» **Task details**
Will you give every entry again exactly as it stands?

» **Data in this exercise**
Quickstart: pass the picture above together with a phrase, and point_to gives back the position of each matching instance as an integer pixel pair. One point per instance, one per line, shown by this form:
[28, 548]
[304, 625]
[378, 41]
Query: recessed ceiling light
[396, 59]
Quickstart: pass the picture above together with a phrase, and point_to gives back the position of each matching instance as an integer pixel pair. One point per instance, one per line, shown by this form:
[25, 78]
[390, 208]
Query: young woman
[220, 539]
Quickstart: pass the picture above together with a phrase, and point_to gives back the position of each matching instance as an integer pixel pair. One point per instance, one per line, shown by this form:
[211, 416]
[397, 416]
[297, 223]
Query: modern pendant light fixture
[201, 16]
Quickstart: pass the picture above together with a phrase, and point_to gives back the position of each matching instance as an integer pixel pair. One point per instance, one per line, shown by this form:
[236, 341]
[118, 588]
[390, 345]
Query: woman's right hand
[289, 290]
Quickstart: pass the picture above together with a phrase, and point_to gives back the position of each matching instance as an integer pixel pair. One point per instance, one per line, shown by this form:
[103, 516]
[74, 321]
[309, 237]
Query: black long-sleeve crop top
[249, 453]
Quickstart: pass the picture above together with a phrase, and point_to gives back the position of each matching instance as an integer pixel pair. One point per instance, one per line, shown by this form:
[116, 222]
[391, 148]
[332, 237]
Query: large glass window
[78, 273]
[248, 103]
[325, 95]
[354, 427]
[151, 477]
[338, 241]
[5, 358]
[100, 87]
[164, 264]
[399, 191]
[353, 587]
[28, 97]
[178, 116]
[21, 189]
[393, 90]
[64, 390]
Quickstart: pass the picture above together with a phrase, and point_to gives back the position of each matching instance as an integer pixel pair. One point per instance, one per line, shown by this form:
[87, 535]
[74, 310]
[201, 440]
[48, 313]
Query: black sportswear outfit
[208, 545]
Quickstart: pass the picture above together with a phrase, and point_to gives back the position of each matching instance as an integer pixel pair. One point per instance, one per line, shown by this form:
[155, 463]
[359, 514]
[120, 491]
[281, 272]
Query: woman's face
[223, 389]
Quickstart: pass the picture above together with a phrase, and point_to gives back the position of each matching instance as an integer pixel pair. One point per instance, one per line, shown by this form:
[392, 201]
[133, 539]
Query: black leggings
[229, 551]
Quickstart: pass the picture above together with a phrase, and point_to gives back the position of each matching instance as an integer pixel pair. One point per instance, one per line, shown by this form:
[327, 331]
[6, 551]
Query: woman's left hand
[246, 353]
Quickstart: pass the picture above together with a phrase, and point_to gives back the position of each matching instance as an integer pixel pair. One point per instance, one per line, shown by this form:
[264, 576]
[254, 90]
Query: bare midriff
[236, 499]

» **Correct answer**
Quickstart: pass the picture above together with a phrase, and point_to gives back the position of each matching instance as an integer pixel pair. One point per instance, one per line, shown by this form:
[28, 548]
[304, 625]
[378, 41]
Query: recessed ceiling light
[396, 59]
Quickstart: pass the picture above together with a phrase, and point_to gives back the position of each matching instance as an integer pixel pair. One point per instance, one per line, shown by this form:
[25, 78]
[390, 208]
Query: young woman
[220, 539]
Quickstart: pass the picture above together with a phrase, and point_to gives back the position of each matching instance as an integer pixel pair. One point per instance, one per line, shown by this form:
[211, 416]
[397, 416]
[297, 223]
Query: modern pendant light fixture
[201, 16]
Quickstart: pass the picture above together with a phrase, and point_to gives back the position of each matching instance as an integer pixel pair. One point per instance, one per line, shown by this form:
[236, 341]
[118, 588]
[390, 345]
Query: woman's right hand
[289, 290]
Quickstart: pass the picture above together with a phrase, and point_to gives back the position of each matching instance as an integer pixel pair. One point per instance, one per line, shown by this form:
[103, 516]
[74, 321]
[309, 237]
Query: black long-sleeve crop top
[249, 453]
Quickstart: pass the picture above together with a phrase, and point_to gives back the position of each matching instance as an integer pixel pair. One point per instance, one per line, shown by this form:
[116, 222]
[391, 148]
[332, 237]
Query: large glass window
[78, 273]
[248, 103]
[325, 95]
[354, 427]
[151, 477]
[338, 241]
[5, 358]
[100, 87]
[164, 264]
[399, 191]
[353, 587]
[28, 97]
[178, 116]
[21, 189]
[393, 90]
[64, 390]
Quickstart: pass the picture above together with a phrase, and point_to gives back the position of each matching instance as an integer pixel pair. One point per instance, one per line, shown by this form:
[87, 535]
[74, 310]
[201, 440]
[48, 313]
Query: black sportswear outfit
[208, 545]
Quickstart: pass the picture above together with a phrase, and point_to gives back the position of each matching instance as an integer pixel pair. One point per instance, one per line, shown by this form:
[155, 463]
[359, 514]
[120, 491]
[281, 272]
Query: woman's face
[223, 389]
Quickstart: pass the picture above together with a phrase, and point_to gives back the position of each matching instance as an integer pixel pair. One point per instance, one per line, shown by this form:
[392, 201]
[133, 539]
Query: black leggings
[229, 551]
Quickstart: pass the picture above together with a phrase, and point_to gives back the position of each matching instance as an integer pixel pair. One point per instance, one per line, shown by this form:
[327, 331]
[6, 551]
Query: woman's left hand
[246, 353]
Quickstart: pass the picture above together with a phrase, and point_to gives back the position of each matching instance as an integer pixel pair. One point per instance, one per line, shown by this form:
[264, 576]
[254, 90]
Query: bare midriff
[236, 499]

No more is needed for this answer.